▸ **Records for the exercise**:
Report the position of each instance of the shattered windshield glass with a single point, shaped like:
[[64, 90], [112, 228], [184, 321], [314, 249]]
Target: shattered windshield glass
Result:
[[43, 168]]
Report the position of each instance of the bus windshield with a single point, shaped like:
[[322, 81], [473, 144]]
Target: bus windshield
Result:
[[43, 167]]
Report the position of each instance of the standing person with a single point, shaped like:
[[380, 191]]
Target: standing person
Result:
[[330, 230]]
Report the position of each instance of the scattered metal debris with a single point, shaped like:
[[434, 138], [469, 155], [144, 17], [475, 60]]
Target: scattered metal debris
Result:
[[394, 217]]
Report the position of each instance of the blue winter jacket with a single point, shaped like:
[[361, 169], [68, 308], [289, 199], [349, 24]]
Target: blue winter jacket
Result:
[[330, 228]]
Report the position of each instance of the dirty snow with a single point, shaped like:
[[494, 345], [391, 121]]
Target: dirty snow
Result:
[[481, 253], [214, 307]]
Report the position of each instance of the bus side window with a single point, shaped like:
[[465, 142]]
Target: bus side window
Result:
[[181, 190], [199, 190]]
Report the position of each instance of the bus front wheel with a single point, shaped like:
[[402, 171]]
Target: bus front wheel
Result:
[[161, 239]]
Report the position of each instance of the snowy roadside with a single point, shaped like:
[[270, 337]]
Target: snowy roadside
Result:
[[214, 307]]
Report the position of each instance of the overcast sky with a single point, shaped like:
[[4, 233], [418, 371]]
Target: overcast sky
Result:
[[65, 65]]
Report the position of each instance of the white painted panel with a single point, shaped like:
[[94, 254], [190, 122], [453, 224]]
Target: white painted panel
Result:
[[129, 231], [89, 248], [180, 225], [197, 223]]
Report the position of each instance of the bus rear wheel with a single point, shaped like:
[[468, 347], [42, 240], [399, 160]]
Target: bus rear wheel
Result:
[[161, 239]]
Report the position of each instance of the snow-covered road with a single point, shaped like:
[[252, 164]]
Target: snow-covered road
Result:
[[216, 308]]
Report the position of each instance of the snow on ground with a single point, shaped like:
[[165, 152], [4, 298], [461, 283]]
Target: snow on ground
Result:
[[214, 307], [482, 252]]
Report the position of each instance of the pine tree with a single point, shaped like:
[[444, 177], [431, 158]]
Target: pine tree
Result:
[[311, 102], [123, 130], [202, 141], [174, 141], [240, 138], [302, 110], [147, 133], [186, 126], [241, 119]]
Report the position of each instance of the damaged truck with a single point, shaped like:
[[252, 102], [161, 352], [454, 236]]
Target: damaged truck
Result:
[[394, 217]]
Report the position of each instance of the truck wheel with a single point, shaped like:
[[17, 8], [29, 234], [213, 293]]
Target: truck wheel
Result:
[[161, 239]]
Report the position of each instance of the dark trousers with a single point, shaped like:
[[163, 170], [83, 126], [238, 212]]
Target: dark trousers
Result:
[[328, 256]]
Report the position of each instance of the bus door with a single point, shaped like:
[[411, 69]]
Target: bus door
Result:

--

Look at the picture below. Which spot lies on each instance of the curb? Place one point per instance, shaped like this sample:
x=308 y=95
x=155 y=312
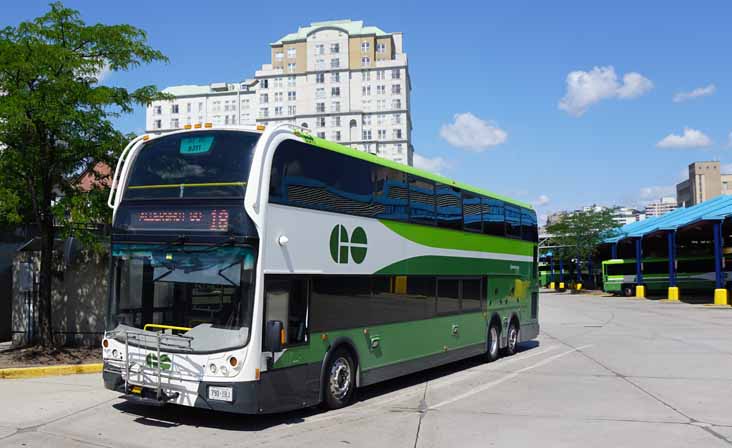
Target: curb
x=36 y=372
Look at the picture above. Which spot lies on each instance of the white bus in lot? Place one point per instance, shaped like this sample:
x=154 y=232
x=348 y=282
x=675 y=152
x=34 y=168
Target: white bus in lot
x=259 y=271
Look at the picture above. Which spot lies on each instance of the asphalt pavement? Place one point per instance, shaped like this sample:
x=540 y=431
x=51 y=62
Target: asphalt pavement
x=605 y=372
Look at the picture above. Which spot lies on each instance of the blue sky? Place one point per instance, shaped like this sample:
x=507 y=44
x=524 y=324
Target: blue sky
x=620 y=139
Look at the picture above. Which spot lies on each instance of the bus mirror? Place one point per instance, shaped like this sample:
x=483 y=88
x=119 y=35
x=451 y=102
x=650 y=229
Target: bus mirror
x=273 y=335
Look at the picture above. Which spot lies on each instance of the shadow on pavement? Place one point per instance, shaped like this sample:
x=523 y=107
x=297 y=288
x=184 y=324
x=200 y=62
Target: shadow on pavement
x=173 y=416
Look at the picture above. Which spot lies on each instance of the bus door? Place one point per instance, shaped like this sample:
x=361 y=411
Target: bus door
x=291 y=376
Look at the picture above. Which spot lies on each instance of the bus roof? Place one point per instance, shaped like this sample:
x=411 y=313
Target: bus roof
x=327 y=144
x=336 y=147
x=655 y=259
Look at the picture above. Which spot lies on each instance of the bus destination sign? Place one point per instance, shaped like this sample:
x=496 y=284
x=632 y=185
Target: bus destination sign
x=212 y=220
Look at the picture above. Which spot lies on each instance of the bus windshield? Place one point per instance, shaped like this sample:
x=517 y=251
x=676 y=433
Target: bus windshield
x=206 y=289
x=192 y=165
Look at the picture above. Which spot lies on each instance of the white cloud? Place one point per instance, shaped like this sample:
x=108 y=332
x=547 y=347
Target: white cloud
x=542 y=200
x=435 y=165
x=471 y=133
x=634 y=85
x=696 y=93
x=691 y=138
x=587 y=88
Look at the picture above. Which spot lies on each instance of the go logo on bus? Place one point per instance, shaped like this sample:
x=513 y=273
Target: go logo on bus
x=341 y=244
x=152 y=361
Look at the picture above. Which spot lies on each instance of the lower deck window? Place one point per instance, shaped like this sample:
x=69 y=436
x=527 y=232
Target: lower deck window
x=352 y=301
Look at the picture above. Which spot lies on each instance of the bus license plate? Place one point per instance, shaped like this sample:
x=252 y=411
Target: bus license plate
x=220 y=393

---

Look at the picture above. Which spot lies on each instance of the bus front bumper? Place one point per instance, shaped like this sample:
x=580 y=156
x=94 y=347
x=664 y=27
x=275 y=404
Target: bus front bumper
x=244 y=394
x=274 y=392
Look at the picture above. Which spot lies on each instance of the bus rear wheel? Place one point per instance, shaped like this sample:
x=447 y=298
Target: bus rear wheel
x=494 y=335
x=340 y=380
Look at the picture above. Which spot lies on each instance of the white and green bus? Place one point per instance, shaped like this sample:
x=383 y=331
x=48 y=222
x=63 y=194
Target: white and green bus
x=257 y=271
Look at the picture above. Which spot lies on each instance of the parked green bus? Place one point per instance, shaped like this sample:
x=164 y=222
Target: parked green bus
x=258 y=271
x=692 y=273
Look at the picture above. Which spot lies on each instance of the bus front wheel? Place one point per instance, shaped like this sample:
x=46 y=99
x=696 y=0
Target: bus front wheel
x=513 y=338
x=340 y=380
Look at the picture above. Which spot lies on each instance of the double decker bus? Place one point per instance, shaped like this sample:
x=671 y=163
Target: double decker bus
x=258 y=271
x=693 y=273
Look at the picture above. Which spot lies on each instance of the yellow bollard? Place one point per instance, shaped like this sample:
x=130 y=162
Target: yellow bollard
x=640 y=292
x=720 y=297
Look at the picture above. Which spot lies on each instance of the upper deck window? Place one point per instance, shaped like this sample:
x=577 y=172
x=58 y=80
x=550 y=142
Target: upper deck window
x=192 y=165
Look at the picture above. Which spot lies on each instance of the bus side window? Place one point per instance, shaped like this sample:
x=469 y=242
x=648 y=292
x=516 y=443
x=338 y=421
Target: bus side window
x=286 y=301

▸ **Exercise prompt**: If a line in the entries holds the string "overcast", copy it.

▸ **Solved problem**:
Report the position of each instance of the overcast sky with a single point, shaped like:
Target: overcast sky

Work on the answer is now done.